**WHAT IS BEING ASKED**
Nothing but the records, transcribed verbatim and stripped of images, should appear in the answer.

Stored data entries:
──────────
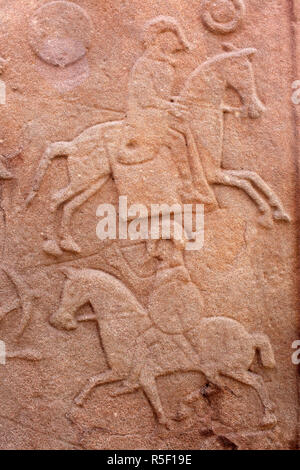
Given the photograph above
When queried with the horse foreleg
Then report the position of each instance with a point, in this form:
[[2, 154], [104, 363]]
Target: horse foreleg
[[229, 180], [67, 243], [148, 384], [62, 196], [102, 379], [257, 383], [279, 212]]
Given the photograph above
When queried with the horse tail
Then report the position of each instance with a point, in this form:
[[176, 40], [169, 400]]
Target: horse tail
[[262, 343], [57, 149]]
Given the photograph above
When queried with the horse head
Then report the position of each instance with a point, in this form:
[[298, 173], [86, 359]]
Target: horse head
[[239, 75]]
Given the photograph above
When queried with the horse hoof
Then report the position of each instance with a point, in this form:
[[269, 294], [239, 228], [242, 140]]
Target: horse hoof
[[79, 401], [124, 389], [269, 421], [165, 422], [63, 323], [265, 221], [279, 215], [68, 244], [183, 413], [51, 248]]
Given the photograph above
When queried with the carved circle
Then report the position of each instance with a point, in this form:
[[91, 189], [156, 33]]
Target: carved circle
[[223, 16], [60, 33]]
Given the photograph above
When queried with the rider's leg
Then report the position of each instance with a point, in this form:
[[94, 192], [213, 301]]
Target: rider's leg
[[179, 147], [140, 356], [187, 349]]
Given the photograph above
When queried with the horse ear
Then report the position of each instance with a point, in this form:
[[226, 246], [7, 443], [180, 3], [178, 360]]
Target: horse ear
[[228, 47], [69, 272]]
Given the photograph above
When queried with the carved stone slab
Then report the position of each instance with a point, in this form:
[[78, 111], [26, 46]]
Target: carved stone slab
[[142, 343]]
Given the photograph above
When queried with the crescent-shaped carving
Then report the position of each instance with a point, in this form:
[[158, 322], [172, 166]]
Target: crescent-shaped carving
[[219, 27]]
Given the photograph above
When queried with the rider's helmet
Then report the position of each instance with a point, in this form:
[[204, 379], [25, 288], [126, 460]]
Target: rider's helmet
[[163, 24]]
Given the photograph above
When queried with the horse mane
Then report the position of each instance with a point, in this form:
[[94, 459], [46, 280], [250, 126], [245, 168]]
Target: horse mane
[[231, 52]]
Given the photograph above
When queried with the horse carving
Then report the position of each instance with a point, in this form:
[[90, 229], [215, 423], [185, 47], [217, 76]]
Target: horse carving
[[223, 346], [89, 158]]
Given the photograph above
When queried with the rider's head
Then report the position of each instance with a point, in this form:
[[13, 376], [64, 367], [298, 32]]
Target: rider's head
[[165, 33]]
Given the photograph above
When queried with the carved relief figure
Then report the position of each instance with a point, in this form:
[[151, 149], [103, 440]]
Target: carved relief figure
[[117, 149], [127, 329], [203, 94], [170, 334]]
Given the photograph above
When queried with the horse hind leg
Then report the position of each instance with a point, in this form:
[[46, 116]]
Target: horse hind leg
[[67, 242], [279, 211], [109, 376], [228, 179], [257, 383]]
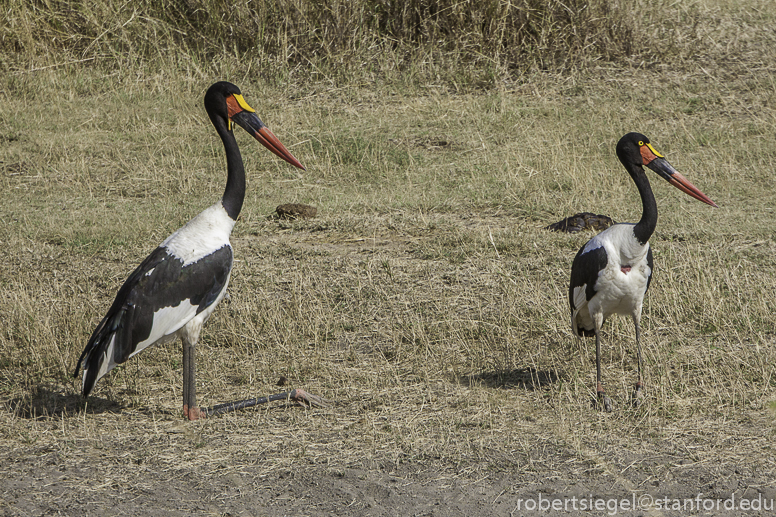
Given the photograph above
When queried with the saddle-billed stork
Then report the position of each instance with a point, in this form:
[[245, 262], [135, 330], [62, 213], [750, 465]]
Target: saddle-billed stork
[[611, 273], [175, 289]]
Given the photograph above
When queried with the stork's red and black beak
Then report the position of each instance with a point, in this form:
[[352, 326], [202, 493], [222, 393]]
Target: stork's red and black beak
[[245, 116], [660, 165]]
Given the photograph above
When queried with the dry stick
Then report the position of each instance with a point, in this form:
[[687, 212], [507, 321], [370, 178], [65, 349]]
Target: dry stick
[[297, 395]]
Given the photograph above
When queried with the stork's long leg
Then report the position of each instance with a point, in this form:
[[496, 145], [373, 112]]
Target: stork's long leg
[[186, 360], [602, 397], [189, 337], [638, 394]]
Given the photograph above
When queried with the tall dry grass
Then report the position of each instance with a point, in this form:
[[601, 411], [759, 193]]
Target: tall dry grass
[[469, 41]]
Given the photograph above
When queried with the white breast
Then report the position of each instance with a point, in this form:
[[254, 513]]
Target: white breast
[[207, 232]]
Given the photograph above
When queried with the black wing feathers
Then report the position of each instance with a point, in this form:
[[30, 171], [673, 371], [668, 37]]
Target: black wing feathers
[[584, 271], [159, 281]]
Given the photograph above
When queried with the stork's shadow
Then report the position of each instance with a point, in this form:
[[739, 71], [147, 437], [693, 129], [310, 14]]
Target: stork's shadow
[[526, 378], [47, 401]]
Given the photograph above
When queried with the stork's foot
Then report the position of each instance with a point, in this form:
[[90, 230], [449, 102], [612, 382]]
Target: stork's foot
[[638, 395], [605, 401], [305, 399], [193, 413]]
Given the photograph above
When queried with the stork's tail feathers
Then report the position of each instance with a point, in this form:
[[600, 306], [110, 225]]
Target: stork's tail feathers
[[95, 353]]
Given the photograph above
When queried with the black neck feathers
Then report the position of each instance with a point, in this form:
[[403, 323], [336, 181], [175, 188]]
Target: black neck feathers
[[646, 226], [234, 193]]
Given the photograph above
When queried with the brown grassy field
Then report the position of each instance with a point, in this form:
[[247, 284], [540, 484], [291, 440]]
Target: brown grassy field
[[425, 300]]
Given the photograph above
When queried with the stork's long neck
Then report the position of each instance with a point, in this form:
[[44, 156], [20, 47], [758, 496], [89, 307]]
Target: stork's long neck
[[646, 226], [234, 193]]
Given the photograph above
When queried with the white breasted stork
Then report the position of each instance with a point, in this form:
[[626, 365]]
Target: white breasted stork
[[611, 273], [176, 288]]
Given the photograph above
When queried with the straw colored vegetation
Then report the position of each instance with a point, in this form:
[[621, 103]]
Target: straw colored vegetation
[[425, 299]]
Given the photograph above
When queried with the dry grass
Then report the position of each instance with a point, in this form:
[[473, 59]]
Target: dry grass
[[424, 299]]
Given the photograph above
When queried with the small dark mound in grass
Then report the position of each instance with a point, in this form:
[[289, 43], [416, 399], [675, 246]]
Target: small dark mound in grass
[[296, 211], [581, 221]]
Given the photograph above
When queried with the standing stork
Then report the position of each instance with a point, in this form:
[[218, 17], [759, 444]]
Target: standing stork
[[175, 289], [611, 273]]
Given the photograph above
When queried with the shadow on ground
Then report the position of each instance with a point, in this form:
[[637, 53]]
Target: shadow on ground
[[526, 378]]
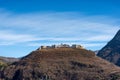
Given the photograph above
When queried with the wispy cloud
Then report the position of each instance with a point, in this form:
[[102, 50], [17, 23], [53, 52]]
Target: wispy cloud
[[54, 27]]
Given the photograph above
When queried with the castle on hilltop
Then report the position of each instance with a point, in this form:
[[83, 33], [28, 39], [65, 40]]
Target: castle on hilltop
[[61, 46]]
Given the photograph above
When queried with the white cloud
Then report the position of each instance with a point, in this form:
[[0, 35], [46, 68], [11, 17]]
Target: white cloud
[[60, 26]]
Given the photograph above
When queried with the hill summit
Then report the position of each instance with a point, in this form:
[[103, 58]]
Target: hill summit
[[111, 51], [61, 64]]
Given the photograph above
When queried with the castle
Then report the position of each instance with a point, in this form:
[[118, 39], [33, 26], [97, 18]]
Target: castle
[[61, 46]]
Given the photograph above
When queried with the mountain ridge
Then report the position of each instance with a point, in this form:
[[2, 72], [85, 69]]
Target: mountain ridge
[[61, 64], [111, 51]]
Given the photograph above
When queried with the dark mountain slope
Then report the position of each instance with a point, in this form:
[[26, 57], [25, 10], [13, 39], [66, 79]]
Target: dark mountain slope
[[111, 51], [61, 64]]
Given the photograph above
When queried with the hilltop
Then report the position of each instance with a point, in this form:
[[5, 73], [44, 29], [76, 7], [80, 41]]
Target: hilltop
[[61, 64]]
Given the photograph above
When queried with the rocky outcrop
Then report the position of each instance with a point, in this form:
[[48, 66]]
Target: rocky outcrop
[[61, 64], [111, 51]]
──────────
**EXERCISE SOLUTION**
Given the photograph above
When queried with the horse foreleg
Then report the position of each instance with a point, in this form:
[[2, 154], [104, 363]]
Target: horse foreleg
[[229, 180], [67, 243], [148, 384], [62, 196], [102, 379], [257, 383], [279, 212]]
Given the photograph above
When queried with the horse tail
Then report the position of each instance with a point, in this form:
[[176, 40], [169, 400]]
Target: horse tail
[[262, 343], [57, 149]]
Given the photograph above
When queried with the horse head
Then report the position of each instance with a point, in this form:
[[298, 173], [86, 359]]
Target: horse head
[[239, 75]]
Given the photograph above
When queried with the horse hoof
Then report the position of each instance with a point, in this form:
[[269, 294], [239, 228], [242, 140]]
Target: horse hoof
[[79, 401], [124, 389], [269, 421], [165, 422], [63, 323], [265, 221], [279, 215], [68, 244], [183, 413], [51, 248]]
Given the photograph above
When queried with the carved circle
Then report the position of each instance with a point, in this form:
[[91, 189], [156, 33]]
Target: carved circle
[[223, 16], [60, 33]]
Given the photograph above
When queried with the rider's leg
Then report the position of each instance with a point, in this form:
[[94, 192], [213, 301]]
Target: rider's leg
[[179, 147], [140, 356], [187, 349]]
Given the photograph above
When queried with the horse ear
Then report the position of each instance with a point, in this form:
[[226, 246], [7, 443], [180, 3], [178, 360]]
Target: horse ear
[[228, 47], [69, 272]]
Given the photograph above
When queried with the carved stone slab
Then report the position of each instance with a point, in this form:
[[78, 111], [26, 46]]
Target: carved stone slab
[[142, 343]]
Given the photograph above
When queried with the crescent-shaped carving
Then report the position of each instance with a point, in this form:
[[158, 322], [172, 166]]
Target: crescent-shaped carving
[[219, 27]]
Given the photograph above
When queried with the rider's helmet
Then report the position of each instance with a point, in this form:
[[204, 379], [25, 288], [126, 460]]
Target: rider's helmet
[[163, 24]]
Given the photograph above
When queried with the horse mane
Then report the position of each instance with a point, in this form:
[[94, 459], [46, 280], [250, 126], [245, 168]]
Target: horse mane
[[231, 52]]
Given the photograph above
When queried with the horse carving
Then report the position of each instance with a point, in this form:
[[90, 229], [215, 423], [185, 47], [217, 76]]
Target: horse carving
[[223, 346], [89, 158]]
Given the photograph above
When queried with the rider's head
Then report the position of each instance with a point, in this form:
[[13, 376], [64, 367], [298, 32]]
Target: rider's head
[[165, 33]]
Given the photograph above
When queried with the carved relief figure
Then report the position of each instance with a point, in this form:
[[151, 149], [103, 440]]
Target: carved relief figure
[[117, 149], [127, 329], [203, 94], [170, 334]]
Given the photograph above
When queried with the horse hind leg
Then report the position of each instance with a point, in this form:
[[46, 116]]
Target: horse hind leg
[[67, 242], [279, 211], [109, 376], [228, 179], [257, 383]]
Given the photograph above
When queried with the saddle-billed stork
Then report the position of each instance with a point, in this form:
[[245, 262], [135, 330], [62, 213], [750, 465]]
Target: saddle-billed stork
[[611, 273], [175, 289]]
Given the photograph above
When queried with the stork's red and black beak
Then report the position of each instance with a point, in this form:
[[352, 326], [202, 493], [222, 393]]
Target: stork's red and black beak
[[245, 116], [660, 165]]
Given the photograph above
When queried with the dry stick
Then report the position of each instance with a point, in this form:
[[687, 212], [507, 321], [370, 178], [65, 349]]
Target: dry stick
[[297, 395]]
Given the photograph above
When queried with the stork's long leg
Then report the position of each instance with a point, in this form:
[[496, 145], [373, 112]]
Target: stork's long leg
[[186, 360], [602, 397], [189, 337], [638, 394]]
Given the photograph above
When queried with the tall dry grass
Then report the position of each instance with a point, in this form:
[[601, 411], [759, 193]]
Target: tall dry grass
[[469, 41]]
Given the photograph above
When queried with the white breast
Then report the position of each instance with a point, in this form:
[[254, 513]]
Target: white breast
[[207, 232]]
Given the photograph above
When queried with the black wing feathers
Then report the position of each instance with a point, in this form:
[[30, 171], [673, 371], [668, 37]]
Target: black wing feathers
[[584, 271], [159, 281]]
Given the photograph above
When queried with the stork's shadow
Then report the position of each instance with a point, in this form:
[[739, 71], [147, 437], [693, 129], [310, 14]]
Target: stork's shadow
[[526, 378], [47, 401]]
Given the photograph above
When queried with the stork's foot
Then report the position of each instance with a point, in this form:
[[90, 230], [449, 102], [612, 382]]
Target: stork's foot
[[638, 395], [605, 401], [305, 399], [193, 413]]
Given the photograph above
When queried with the stork's tail feathers
Then report the position of each instance with a point, in this form:
[[600, 306], [110, 225]]
Target: stork's tail feathers
[[95, 353]]
Given the photograph above
When queried with the black neck feathers
Then report the position of each instance with a point, in this form:
[[403, 323], [336, 181], [175, 188]]
Target: black neck feathers
[[646, 226], [234, 193]]
Given the photograph above
When queried with the brown grassy field
Then report the position of each instance with a point, in this form:
[[247, 284], [540, 484], [291, 440]]
Target: brown grassy field
[[425, 300]]
Given the photograph above
When queried with the stork's long neck
Then report the position of each instance with a point, in this form:
[[44, 156], [20, 47], [758, 496], [89, 307]]
Target: stork's long neck
[[646, 226], [234, 193]]
Given the photograph above
When queried with the white breasted stork
Then report the position of each instance with a point, in this form:
[[626, 365]]
Target: white breasted stork
[[611, 273], [176, 288]]
Given the photograph above
When queried with the straw colored vegetation
Then report the position of each instance with a point, in this form:
[[621, 103]]
Target: straw colored vegetation
[[425, 299]]
Given the photograph above
When queried with the dry grass
Then report the position of each instance with a point, in this form:
[[473, 59]]
Target: dry grass
[[424, 299]]
Given the photograph above
When queried with the small dark mound in grass
Then report the position of each instance with a point, in this form:
[[289, 43], [416, 399], [675, 246]]
Target: small dark mound in grass
[[296, 211], [581, 221]]
Given the photograph above
When queried with the standing stork
Then report the position of each instance with a point, in this form:
[[218, 17], [759, 444]]
Target: standing stork
[[175, 289], [611, 273]]
Given the photograph above
When queried with the shadow on ground
Then report the position of each instance with a point, in this form:
[[637, 53]]
Target: shadow on ground
[[526, 378]]
Given the photograph above
When queried with the wispy cloud
Then report the position of each instance with a point, in this form:
[[102, 50], [17, 23], [53, 52]]
Target: wispy cloud
[[54, 27]]
Given the photograph above
When queried with the castle on hilltop
Then report the position of each instance with a point, in this form:
[[83, 33], [28, 39], [65, 40]]
Target: castle on hilltop
[[61, 46]]
Given the photograph above
When queried with the white cloud
Then report the position of each instance with a point, in this form:
[[0, 35], [46, 68], [11, 17]]
Target: white cloud
[[60, 26]]
Given the photograph above
When queried with the hill summit
Then report the position of each instance with a point, in this form:
[[103, 58]]
Target: hill summit
[[111, 51], [61, 64]]
Given the photograph above
When queried with the castle
Then report the position of each instance with a point, in this form:
[[118, 39], [33, 26], [97, 18]]
Target: castle
[[61, 46]]
Given the photograph above
When queried with the mountain ridge
Then report the position of each instance with a point, in this form:
[[2, 72], [85, 69]]
Target: mountain ridge
[[61, 64], [111, 51]]
Given the photograph above
When queried with the dark mountain slope
Then report the position of each instance with a point, in this form:
[[26, 57], [25, 10], [13, 39], [66, 79]]
Target: dark mountain slope
[[111, 51], [61, 64]]
Given the photograph above
When queried with the hilltop
Then report the position of each instance with a point, in this form:
[[5, 73], [44, 29], [76, 7], [80, 41]]
Target: hilltop
[[61, 64]]
Given the photograph above
When queried with the rocky outcrop
Then report the position of each instance with a point, in this form:
[[48, 66]]
Target: rocky outcrop
[[61, 64], [111, 51]]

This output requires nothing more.